▶ AANGELEVERD FRAGMENT
De Nederlandse ingenieur Anton van Zanten is genomineerd voor European Inventor Awards 2016, de jaarlijkse uitvindersprijzen van het Europees Octrooibureau (EOB). Van Zanten is de uitvinder van het Elektronisch Stabilisatie Programma (ESP), een volgens het EOB baanbrekend rijveiligheidssysteem voor auto’s. Van Zanten heeft ongeveer 180 octrooien op zijn naam staan, waarvan 36 betrekking hebben op de veiligheid van auto’s.
Een ESP-systeem, dat actief wordt als een auto dreigt te slippen, is inmiddels verplicht in alle nieuwe Europese auto’s. Volgens EOB-president Benoît Battistelli heeft Van Zantens uitvinding ‘wegen een stuk veiliger gemaakt en duizenden levens over de hele wereld gered’.
Zijn uitvinding heeft 260.000 auto-ongelukken kunnen voorkomen, waarmee alleen al in Europa 8500 mensenlevens zijn gered. Niet voor niets wordt deze ‘elektronische beschermengel’ gezien als de belangrijkste bijdrage aan verkeersveiligheid na de veiligheidsgordel, aldus het octrooibureau.
De Nederlandse uitvinder Anton van Zanten – inmiddels 75 jaar – is zijn leven lang bezig geweest met het verbeteren van rijveiligheidssystemen en bracht meerdere uitvindingen op de markt. Voor deze prestaties heeft het EOB Van Zanten – samen met twee andere finalisten – genomineerd voor een European Inventor Award in de categorie Lifetime Achievement Award.
Remdruk
Anton van Zanten studeerde werktuigbouwkunde aan de Technische Universiteit Eindhoven en behaalde daarna in 1973 een doctoraat aan de Cornell University. Hier legde hij ook de basis voor wat later tot de ESP-technologie zou uitgroeien. Het probleem van het ‘vergrendelen’ van de wielen en het verlies van controle door bestuurders als die plotseling moeten remmen, heeft ingenieurs decennia bezig gehouden. Als jonge onderzoeker vermoedde Van Zanten reeds dat het effect kon worden voorkomen door het aanpassen van de remdruk voor ieder afzonderlijk wiel, gebaseerd op feedback van sensoren die factoren als snelheid en de beoogde rijrichting meten.
In 1977 startte hij bij het Duitse bedrijf Robert Bosch, waar hij lid was van een team dat werkte aan het antiblokkeersysteem (ABS), een techniek die vervolgens de EPS-technologie mogelijk maakte. Tijdens het testen reed de uitvinder zelf in een testauto bomvol elektronica op ijzige wegen, met volledig vertrouwen in zijn veiligheidssysteem.

Verzamelde gegevens:
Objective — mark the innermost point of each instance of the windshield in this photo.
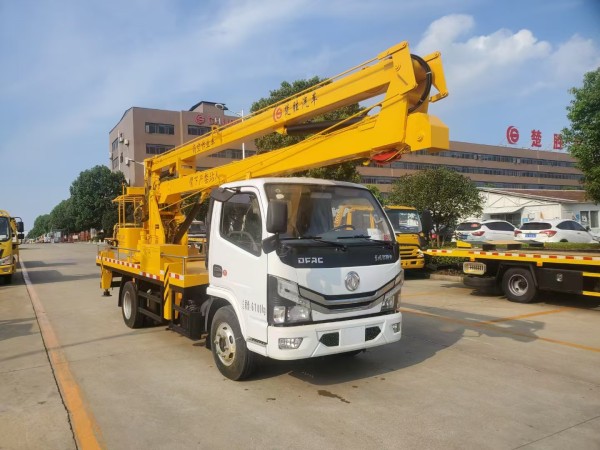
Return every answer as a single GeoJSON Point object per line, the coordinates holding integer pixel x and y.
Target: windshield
{"type": "Point", "coordinates": [4, 229]}
{"type": "Point", "coordinates": [536, 226]}
{"type": "Point", "coordinates": [468, 226]}
{"type": "Point", "coordinates": [330, 212]}
{"type": "Point", "coordinates": [405, 220]}
{"type": "Point", "coordinates": [197, 228]}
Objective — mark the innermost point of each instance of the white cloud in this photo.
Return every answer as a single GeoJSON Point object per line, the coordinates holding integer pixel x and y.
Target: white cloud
{"type": "Point", "coordinates": [503, 63]}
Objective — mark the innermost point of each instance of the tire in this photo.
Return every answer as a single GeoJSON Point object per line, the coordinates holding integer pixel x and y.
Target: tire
{"type": "Point", "coordinates": [231, 355]}
{"type": "Point", "coordinates": [129, 306]}
{"type": "Point", "coordinates": [518, 285]}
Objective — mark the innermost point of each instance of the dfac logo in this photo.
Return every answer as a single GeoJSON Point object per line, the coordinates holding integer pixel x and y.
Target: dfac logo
{"type": "Point", "coordinates": [352, 281]}
{"type": "Point", "coordinates": [310, 260]}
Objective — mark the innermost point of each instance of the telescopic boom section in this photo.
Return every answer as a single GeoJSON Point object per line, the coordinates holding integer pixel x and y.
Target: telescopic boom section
{"type": "Point", "coordinates": [398, 86]}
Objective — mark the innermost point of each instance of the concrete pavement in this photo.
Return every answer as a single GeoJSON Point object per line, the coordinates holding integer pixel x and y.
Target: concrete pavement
{"type": "Point", "coordinates": [32, 413]}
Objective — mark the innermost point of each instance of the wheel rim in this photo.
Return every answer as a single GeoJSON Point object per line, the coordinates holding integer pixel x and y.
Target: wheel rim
{"type": "Point", "coordinates": [518, 285]}
{"type": "Point", "coordinates": [224, 344]}
{"type": "Point", "coordinates": [127, 305]}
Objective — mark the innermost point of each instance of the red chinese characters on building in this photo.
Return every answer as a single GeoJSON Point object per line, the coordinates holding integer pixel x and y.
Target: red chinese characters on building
{"type": "Point", "coordinates": [536, 138]}
{"type": "Point", "coordinates": [512, 135]}
{"type": "Point", "coordinates": [558, 142]}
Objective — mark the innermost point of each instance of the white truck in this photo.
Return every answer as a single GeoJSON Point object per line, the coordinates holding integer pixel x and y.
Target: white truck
{"type": "Point", "coordinates": [276, 277]}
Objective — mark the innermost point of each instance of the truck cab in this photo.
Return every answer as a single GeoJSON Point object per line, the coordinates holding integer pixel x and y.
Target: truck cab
{"type": "Point", "coordinates": [305, 286]}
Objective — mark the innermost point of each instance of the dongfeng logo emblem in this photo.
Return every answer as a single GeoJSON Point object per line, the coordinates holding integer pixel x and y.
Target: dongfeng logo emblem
{"type": "Point", "coordinates": [352, 281]}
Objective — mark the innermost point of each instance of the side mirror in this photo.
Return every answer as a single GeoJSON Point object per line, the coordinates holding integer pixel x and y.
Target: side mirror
{"type": "Point", "coordinates": [426, 221]}
{"type": "Point", "coordinates": [276, 223]}
{"type": "Point", "coordinates": [277, 216]}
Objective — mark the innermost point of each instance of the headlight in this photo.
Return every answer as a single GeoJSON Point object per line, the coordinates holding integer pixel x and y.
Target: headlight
{"type": "Point", "coordinates": [284, 304]}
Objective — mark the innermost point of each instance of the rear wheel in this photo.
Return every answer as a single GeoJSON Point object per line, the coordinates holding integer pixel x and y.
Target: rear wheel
{"type": "Point", "coordinates": [231, 355]}
{"type": "Point", "coordinates": [129, 306]}
{"type": "Point", "coordinates": [518, 285]}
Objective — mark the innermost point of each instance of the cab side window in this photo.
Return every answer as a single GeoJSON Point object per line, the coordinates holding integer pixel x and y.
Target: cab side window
{"type": "Point", "coordinates": [241, 223]}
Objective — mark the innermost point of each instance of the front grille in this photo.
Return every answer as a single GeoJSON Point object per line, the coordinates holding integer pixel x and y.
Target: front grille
{"type": "Point", "coordinates": [330, 339]}
{"type": "Point", "coordinates": [371, 333]}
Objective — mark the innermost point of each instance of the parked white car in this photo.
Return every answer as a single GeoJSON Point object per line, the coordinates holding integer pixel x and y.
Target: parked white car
{"type": "Point", "coordinates": [485, 231]}
{"type": "Point", "coordinates": [555, 230]}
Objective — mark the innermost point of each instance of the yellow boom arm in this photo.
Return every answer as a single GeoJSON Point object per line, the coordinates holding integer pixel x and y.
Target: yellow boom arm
{"type": "Point", "coordinates": [398, 85]}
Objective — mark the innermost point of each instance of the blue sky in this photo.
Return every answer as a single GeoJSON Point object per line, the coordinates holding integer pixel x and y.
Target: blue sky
{"type": "Point", "coordinates": [71, 68]}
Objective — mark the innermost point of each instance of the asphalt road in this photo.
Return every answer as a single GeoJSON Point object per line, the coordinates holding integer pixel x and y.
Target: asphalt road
{"type": "Point", "coordinates": [469, 372]}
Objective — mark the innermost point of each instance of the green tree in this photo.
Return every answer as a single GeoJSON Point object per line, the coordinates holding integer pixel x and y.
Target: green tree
{"type": "Point", "coordinates": [92, 194]}
{"type": "Point", "coordinates": [449, 196]}
{"type": "Point", "coordinates": [41, 225]}
{"type": "Point", "coordinates": [377, 193]}
{"type": "Point", "coordinates": [344, 171]}
{"type": "Point", "coordinates": [583, 137]}
{"type": "Point", "coordinates": [62, 218]}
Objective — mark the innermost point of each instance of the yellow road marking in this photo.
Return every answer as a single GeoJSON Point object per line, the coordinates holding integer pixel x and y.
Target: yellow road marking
{"type": "Point", "coordinates": [84, 426]}
{"type": "Point", "coordinates": [522, 316]}
{"type": "Point", "coordinates": [497, 329]}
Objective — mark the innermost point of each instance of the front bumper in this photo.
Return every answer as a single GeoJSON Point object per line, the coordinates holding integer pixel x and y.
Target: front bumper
{"type": "Point", "coordinates": [320, 339]}
{"type": "Point", "coordinates": [7, 269]}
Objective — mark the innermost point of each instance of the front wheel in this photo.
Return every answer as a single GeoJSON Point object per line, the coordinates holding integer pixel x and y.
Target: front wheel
{"type": "Point", "coordinates": [231, 355]}
{"type": "Point", "coordinates": [518, 285]}
{"type": "Point", "coordinates": [129, 306]}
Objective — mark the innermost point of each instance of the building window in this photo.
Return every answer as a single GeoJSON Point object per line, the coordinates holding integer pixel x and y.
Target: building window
{"type": "Point", "coordinates": [195, 130]}
{"type": "Point", "coordinates": [157, 149]}
{"type": "Point", "coordinates": [160, 128]}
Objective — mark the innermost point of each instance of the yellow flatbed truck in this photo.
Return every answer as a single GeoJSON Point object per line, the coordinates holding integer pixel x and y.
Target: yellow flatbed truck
{"type": "Point", "coordinates": [522, 273]}
{"type": "Point", "coordinates": [11, 234]}
{"type": "Point", "coordinates": [276, 278]}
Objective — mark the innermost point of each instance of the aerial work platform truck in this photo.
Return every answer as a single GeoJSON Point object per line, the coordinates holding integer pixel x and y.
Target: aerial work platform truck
{"type": "Point", "coordinates": [275, 276]}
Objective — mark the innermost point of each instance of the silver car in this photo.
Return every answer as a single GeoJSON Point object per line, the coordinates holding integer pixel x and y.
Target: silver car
{"type": "Point", "coordinates": [555, 230]}
{"type": "Point", "coordinates": [485, 231]}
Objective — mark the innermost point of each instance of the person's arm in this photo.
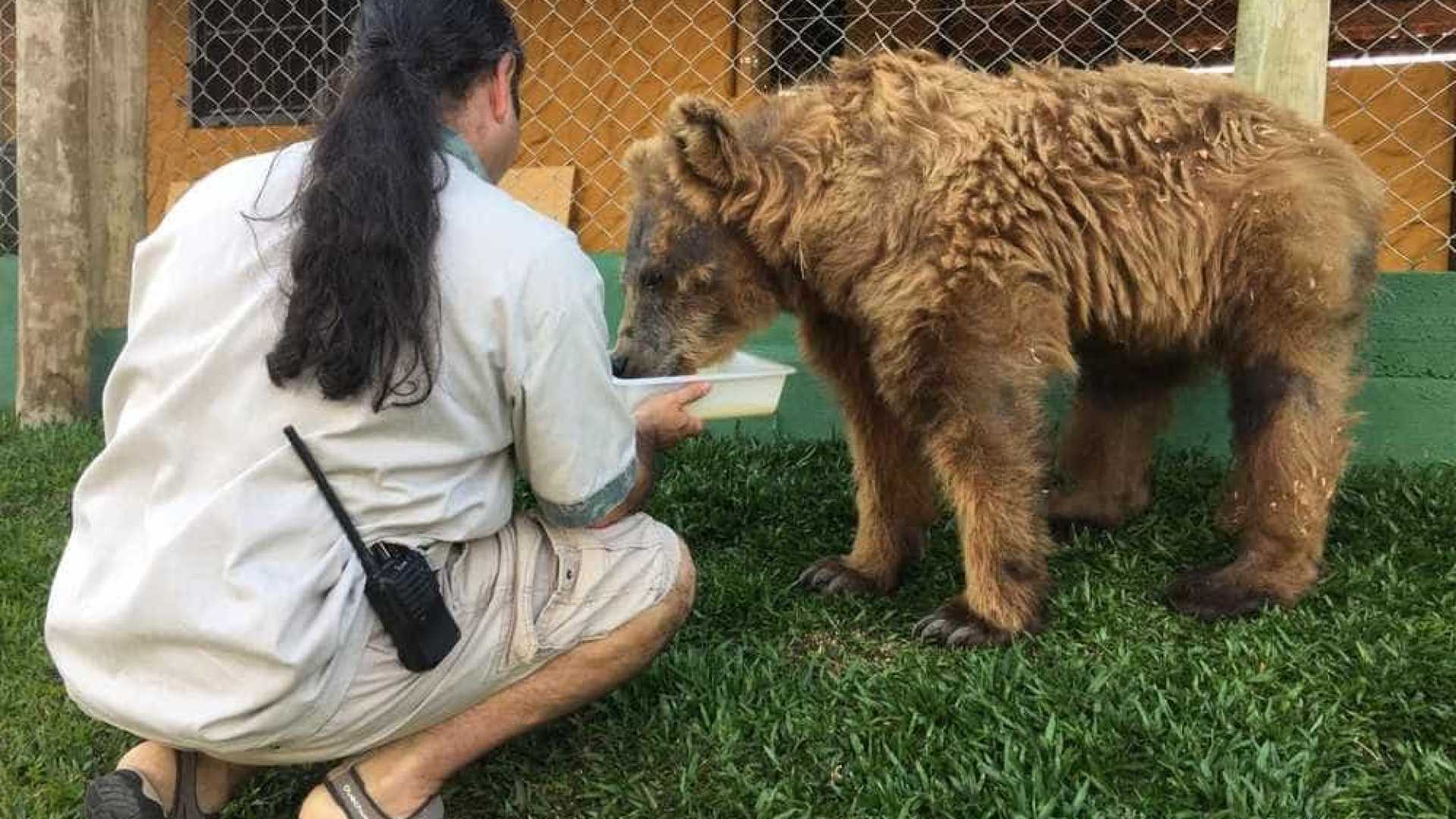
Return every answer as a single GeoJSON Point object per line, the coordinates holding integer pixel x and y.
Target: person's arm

▶ OPDRACHTEN
1. Vertaal deze zin uit de tekst over Anton van Zanten naar het Engels: "Een ESP-systeem, dat actief wordt als een auto dreigt te slippen, is inmiddels verplicht in alle nieuwe Europese auto’s."
2. Haal uit de tekst over Anton van Zanten letterlijk het gedeelte dat opent met de woorden "Een ESP-systeem, dat" en sluit met "aldus het octrooibureau.".
3. Zet de alinea uit de tekst over Anton van Zanten die begint met "Anton van Zanten studeerde werktuigbouwkunde" om in een beknopte opsomming met de belangrijkste feiten.
Het materiaal is voor het werk met de tekst niet nodig.

▶ UITWERKINGEN
1. An ESP system, which activates when a car is at risk of skidding, is now mandatory in all new European cars.

2.
Een ESP-systeem, dat actief wordt als een auto dreigt te slippen, is inmiddels verplicht in alle nieuwe Europese auto’s. Volgens EOB-president Benoît Battistelli heeft Van Zantens uitvinding ‘wegen een stuk veiliger gemaakt en duizenden levens over de hele wereld gered’.
Zijn uitvinding heeft 260.000 auto-ongelukken kunnen voorkomen, waarmee alleen al in Europa 8500 mensenlevens zijn gered. Niet voor niets wordt deze ‘elektronische beschermengel’ gezien als de belangrijkste bijdrage aan verkeersveiligheid na de veiligheidsgordel, aldus het octrooibureau.

3.
- Van Zanten studeerde werktuigbouwkunde aan de Technische Universiteit Eindhoven.
- In 1973 behaalde hij een doctoraat aan de Cornell University.
- Daar legde hij de basis voor de latere ESP-technologie.
- Ingenieurs waren decennialang bezig met het probleem dat wielen bij plotseling remmen 'vergrendelen' en bestuurders de controle verliezen.
- Als jonge onderzoeker vermoedde Van Zanten dat dit te voorkomen was door de remdruk per wiel aan te passen op basis van sensoren die onder meer de snelheid en de beoogde rijrichting meten.